→ Kaynak metin
• • • •

Nasıl oldu da 2018 yılında dört faiz artırımına giden FED’den piyasa oyuncularında bu yıl faizi indirmeli beklentisi hakim oldu?
Bu soruya cevap verirken bakmamız gereken, kronolojik olarak, ABD tarafının ekonomik olarak ne yaşadığı, küresel ekonomi ve ticaret gelişmelerin ABD ekonomisi üzerindeki etkileri bakımından FED’i bu duruma nasıl getirdiği olacaktır.
1) ABD-Çin Arasında Yaşanan Ticaret Gerilimi, ABD ile Çin arasında yaşanan ticaret savaşı, Trump’ın ülkesi için göstermiş olduğu kararlılık, her ne kadar dünya ekonomisi için bir risk teşkil etse de, yaptıklarım yapacaklarımın teminatıdır, düşüncesiyle tehditlerine devam ettiğine şahit oluyoruz. Japonya’nın ev sahipliğini yapacağı G-20 zirvesinde, Çin başkanı ile yapacağı görüşmede istediği bir netice alamaması durumunda yeni gümrük tarifelerinin kapıda oluğunu dile getirmesi küresel ticareti daha da zora sokacağa benziyor.
2) ABD’den Gelen Zayıf Veriler, ABD’den gelen veriler ışığında bu bölümü yorumlayacak olursak, en son açıklanan perakende satış rakamı her ne kadar güçlü gelse de, Mayıs ayında sadece tarımdışı istihdamda 75.000 yeni iş imkanının oluşması, enflasyon verilerinin hala %2’nin altında seyrediyor olması ve en önemli göstergelerden biri olan büyümenin yavaşladığına dair en somut gösterge olan gayri safi yurt içi hasılanın, yıllıklandırılmış olarak ilk üç ay %3.1’deyken, açıklanan son çalışmalara göre yıllıklandırılmış % 2.1’e kadar gerilemesinin bekleniyor olması ve son açıklanan verilerdeki zayıflık FED’i faizler konusunda daha ciddi düşündürüyor olması oldukça muhtemel görünüyor. Enflasyondaki beklentileri de incelediğimizde 5 yıl sonraki 5 yıllık enflasyon forwardlarının (Grafik) %2 hedefinin altına doğru hareketlerin sürdüğü gözleniyor. Fakat bu konuda geçen Cuma günü gelen sanayi üretimi gibi verilerin beklentilerin üzerinde açıklanması bir açıdan da FED’in faiz indirimi konusunda acelesi davranmaması gerektiğine dair bir görüşü de gündeme getirmiş durumda.

• • • •

→ Veriler
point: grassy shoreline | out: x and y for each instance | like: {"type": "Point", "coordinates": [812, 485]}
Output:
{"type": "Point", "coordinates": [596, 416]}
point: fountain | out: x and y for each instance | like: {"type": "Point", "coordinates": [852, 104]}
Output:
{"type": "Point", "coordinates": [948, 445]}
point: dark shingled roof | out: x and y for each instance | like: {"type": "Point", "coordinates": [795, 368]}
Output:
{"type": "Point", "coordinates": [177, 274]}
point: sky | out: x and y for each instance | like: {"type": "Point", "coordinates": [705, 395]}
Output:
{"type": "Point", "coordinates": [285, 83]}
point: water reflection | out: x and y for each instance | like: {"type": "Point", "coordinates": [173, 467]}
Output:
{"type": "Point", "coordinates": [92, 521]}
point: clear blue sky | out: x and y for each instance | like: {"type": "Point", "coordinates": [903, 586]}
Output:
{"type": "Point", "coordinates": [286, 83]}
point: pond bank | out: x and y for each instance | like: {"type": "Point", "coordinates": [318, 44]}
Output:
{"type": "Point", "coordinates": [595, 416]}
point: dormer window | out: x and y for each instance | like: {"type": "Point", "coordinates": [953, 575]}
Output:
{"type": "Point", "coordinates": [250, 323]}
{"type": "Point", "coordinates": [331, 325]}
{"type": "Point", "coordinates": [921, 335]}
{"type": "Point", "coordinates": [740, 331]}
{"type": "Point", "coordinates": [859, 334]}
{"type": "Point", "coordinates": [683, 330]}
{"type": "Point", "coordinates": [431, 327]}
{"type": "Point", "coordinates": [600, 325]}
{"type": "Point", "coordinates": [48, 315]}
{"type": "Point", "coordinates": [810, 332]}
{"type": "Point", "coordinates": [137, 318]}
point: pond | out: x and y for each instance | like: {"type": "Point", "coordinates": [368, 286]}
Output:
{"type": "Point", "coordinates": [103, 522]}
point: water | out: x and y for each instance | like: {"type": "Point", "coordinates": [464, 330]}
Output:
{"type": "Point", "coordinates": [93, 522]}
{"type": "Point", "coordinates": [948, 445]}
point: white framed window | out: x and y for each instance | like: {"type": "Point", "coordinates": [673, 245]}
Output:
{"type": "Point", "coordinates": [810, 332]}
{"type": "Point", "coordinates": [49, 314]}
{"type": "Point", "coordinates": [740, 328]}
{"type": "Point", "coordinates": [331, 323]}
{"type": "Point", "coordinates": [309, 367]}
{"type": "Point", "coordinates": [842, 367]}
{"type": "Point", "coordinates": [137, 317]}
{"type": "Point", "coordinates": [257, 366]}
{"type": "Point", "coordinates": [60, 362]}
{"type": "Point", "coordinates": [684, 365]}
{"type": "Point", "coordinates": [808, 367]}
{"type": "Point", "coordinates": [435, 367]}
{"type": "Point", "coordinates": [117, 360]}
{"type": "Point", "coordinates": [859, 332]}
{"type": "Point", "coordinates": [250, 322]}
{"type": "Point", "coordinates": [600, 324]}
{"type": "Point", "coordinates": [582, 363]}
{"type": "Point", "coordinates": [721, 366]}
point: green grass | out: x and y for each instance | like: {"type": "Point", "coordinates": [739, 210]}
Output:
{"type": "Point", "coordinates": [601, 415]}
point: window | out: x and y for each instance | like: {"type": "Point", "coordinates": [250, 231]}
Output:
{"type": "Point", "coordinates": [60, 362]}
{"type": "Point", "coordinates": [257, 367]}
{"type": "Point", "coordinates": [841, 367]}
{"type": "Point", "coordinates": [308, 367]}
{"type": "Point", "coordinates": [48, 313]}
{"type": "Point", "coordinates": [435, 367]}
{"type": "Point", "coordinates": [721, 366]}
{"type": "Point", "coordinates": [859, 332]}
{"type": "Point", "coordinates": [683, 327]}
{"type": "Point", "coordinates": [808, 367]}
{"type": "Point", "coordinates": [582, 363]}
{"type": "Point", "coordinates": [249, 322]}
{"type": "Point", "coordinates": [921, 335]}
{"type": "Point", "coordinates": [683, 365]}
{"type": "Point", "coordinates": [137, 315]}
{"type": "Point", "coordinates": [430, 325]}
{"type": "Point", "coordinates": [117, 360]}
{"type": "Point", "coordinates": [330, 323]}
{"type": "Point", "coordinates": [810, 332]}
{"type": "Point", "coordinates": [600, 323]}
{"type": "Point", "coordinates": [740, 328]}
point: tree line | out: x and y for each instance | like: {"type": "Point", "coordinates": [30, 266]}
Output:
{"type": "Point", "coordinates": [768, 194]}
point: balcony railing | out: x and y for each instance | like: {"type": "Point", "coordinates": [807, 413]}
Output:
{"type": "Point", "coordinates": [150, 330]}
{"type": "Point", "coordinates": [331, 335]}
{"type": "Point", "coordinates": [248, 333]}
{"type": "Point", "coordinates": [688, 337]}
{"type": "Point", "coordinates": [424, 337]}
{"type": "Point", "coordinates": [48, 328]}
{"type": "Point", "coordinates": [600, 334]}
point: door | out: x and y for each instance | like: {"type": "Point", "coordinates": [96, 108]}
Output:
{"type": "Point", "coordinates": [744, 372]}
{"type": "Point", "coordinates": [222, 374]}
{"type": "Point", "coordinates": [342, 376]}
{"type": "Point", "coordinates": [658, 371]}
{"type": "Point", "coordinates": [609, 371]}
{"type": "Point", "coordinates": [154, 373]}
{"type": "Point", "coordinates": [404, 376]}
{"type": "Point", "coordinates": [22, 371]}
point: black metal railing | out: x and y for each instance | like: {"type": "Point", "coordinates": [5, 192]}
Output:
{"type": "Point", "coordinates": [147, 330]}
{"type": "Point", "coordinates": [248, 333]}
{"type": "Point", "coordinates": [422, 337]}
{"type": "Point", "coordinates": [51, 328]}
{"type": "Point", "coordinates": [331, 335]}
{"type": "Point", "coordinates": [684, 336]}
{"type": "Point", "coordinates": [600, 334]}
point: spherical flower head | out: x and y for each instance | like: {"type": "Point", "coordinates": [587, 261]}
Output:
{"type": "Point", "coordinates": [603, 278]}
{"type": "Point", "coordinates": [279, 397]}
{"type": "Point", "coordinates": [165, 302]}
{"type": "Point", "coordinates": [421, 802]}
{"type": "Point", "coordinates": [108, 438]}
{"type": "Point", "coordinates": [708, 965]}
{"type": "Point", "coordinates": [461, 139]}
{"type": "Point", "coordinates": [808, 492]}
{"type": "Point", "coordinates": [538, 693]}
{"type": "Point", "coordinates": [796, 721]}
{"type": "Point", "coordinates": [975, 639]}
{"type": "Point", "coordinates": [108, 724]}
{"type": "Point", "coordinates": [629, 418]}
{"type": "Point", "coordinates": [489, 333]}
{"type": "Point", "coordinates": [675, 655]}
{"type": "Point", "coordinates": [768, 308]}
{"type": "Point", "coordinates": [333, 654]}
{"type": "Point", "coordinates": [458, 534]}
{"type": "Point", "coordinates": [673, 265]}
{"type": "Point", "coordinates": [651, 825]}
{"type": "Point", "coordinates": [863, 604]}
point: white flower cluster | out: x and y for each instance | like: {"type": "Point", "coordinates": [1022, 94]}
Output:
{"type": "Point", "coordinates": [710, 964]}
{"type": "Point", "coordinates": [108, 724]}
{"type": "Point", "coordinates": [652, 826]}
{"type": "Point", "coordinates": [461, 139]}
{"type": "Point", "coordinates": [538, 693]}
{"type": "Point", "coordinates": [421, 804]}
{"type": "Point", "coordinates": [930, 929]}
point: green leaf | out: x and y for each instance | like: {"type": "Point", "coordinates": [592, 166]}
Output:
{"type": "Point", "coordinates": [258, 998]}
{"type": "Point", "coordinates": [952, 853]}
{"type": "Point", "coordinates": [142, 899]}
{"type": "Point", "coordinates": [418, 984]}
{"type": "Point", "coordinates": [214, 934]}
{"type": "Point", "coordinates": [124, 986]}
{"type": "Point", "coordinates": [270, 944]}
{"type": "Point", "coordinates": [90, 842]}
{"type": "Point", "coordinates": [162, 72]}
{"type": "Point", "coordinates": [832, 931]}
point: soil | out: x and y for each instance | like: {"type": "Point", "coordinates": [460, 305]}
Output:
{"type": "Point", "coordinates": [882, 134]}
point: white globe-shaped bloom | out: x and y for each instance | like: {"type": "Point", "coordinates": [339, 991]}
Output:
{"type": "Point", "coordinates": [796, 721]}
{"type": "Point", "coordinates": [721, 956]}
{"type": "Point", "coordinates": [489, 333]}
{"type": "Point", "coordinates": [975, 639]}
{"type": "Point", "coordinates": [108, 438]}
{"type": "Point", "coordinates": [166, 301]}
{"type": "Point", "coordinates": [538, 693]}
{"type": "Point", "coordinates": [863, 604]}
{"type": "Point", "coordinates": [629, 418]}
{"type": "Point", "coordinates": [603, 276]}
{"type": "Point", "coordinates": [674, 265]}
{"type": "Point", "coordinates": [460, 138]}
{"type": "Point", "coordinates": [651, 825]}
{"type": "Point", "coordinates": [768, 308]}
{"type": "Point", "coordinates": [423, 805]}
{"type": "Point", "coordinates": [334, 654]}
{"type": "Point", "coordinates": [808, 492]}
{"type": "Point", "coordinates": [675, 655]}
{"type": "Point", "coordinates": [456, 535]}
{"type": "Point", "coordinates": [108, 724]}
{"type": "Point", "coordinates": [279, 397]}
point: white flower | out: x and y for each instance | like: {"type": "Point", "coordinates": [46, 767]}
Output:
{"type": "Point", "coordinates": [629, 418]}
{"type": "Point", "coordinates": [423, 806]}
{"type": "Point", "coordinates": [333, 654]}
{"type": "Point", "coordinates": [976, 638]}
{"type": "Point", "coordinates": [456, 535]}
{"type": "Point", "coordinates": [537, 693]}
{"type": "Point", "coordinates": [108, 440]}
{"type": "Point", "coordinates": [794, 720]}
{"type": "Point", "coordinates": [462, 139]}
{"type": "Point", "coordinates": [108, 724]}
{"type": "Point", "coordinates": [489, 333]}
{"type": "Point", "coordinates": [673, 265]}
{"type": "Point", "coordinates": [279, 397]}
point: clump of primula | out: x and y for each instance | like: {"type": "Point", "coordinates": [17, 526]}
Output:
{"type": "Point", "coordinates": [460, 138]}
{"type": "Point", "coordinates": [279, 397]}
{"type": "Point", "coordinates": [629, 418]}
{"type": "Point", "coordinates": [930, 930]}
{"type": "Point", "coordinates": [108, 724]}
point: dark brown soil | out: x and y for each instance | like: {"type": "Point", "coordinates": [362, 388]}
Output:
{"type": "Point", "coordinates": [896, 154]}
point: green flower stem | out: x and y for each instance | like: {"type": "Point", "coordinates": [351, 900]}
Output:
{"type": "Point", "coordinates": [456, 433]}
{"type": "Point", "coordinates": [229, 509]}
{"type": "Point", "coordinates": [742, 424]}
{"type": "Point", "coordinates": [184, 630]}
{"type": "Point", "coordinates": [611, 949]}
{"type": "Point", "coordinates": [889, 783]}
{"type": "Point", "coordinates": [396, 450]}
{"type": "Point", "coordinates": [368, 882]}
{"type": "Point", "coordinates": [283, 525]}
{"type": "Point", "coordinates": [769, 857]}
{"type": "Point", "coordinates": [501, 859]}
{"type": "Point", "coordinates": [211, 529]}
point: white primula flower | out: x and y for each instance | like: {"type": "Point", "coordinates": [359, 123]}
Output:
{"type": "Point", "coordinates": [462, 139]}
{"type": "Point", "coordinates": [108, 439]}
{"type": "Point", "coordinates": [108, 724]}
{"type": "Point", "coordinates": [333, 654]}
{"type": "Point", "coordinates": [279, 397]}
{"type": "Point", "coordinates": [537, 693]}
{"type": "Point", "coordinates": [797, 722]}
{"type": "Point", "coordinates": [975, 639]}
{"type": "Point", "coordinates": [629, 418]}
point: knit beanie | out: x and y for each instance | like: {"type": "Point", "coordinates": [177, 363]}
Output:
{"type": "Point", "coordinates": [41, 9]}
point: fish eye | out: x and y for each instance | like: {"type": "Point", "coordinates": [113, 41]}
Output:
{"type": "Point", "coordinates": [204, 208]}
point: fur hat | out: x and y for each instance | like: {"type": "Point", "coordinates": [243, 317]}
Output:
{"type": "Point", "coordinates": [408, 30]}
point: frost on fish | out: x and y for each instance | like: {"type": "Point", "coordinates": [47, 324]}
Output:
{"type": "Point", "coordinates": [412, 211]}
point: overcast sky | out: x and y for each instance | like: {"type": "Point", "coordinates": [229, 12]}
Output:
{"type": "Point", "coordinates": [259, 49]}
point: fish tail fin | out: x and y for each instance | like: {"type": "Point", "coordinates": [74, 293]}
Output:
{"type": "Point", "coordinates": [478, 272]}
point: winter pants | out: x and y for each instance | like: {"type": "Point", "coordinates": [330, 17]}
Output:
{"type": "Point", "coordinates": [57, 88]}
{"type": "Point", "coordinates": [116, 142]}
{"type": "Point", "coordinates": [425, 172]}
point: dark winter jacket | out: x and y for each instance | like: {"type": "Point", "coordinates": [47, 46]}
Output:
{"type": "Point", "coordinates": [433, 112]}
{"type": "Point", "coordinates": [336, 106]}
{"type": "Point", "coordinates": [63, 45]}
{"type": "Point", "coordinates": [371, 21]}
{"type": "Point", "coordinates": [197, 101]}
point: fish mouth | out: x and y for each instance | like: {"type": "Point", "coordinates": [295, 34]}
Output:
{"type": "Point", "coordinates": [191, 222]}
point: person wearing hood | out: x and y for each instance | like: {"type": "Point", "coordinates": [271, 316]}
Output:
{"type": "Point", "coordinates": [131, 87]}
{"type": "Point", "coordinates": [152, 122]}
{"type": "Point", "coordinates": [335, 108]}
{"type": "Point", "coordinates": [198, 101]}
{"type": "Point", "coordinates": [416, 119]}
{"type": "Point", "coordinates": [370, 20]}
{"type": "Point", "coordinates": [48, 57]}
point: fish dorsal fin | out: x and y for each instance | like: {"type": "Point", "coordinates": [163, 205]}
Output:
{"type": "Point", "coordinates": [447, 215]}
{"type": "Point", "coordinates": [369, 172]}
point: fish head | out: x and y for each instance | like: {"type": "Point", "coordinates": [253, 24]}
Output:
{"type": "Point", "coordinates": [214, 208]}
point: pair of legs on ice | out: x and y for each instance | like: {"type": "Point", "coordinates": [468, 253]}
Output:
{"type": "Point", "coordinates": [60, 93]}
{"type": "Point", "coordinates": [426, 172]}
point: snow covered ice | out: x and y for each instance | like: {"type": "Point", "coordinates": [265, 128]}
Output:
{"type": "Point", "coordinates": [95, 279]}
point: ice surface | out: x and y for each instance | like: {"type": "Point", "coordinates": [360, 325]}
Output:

• • • •

→ Yönergeler
A - FED yazısına göre Mayıs ayında tarım dışı istihdamda kaç yeni iş imkânı oluştuğunu belirtin.
B - FED yazısında "Bu soruya cevap" ile "zora sokacağa benziyor." arasındaki bölümü, her iki uç da dahil olmak üzere birebir aktarın.
Kayıtlar, metinden bağımsız ayrı bir malzemedir.

→ Çözülmüş alıştırma
A - Mayıs ayında tarım dışı istihdamda 75.000 yeni iş imkânı oluştu.

B -
Bu soruya cevap verirken bakmamız gereken, kronolojik olarak, ABD tarafının ekonomik olarak ne yaşadığı, küresel ekonomi ve ticaret gelişmelerin ABD ekonomisi üzerindeki etkileri bakımından FED’i bu duruma nasıl getirdiği olacaktır.
1) ABD-Çin Arasında Yaşanan Ticaret Gerilimi, ABD ile Çin arasında yaşanan ticaret savaşı, Trump’ın ülkesi için göstermiş olduğu kararlılık, her ne kadar dünya ekonomisi için bir risk teşkil etse de, yaptıklarım yapacaklarımın teminatıdır, düşüncesiyle tehditlerine devam ettiğine şahit oluyoruz. Japonya’nın ev sahipliğini yapacağı G-20 zirvesinde, Çin başkanı ile yapacağı görüşmede istediği bir netice alamaması durumunda yeni gümrük tarifelerinin kapıda oluğunu dile getirmesi küresel ticareti daha da zora sokacağa benziyor.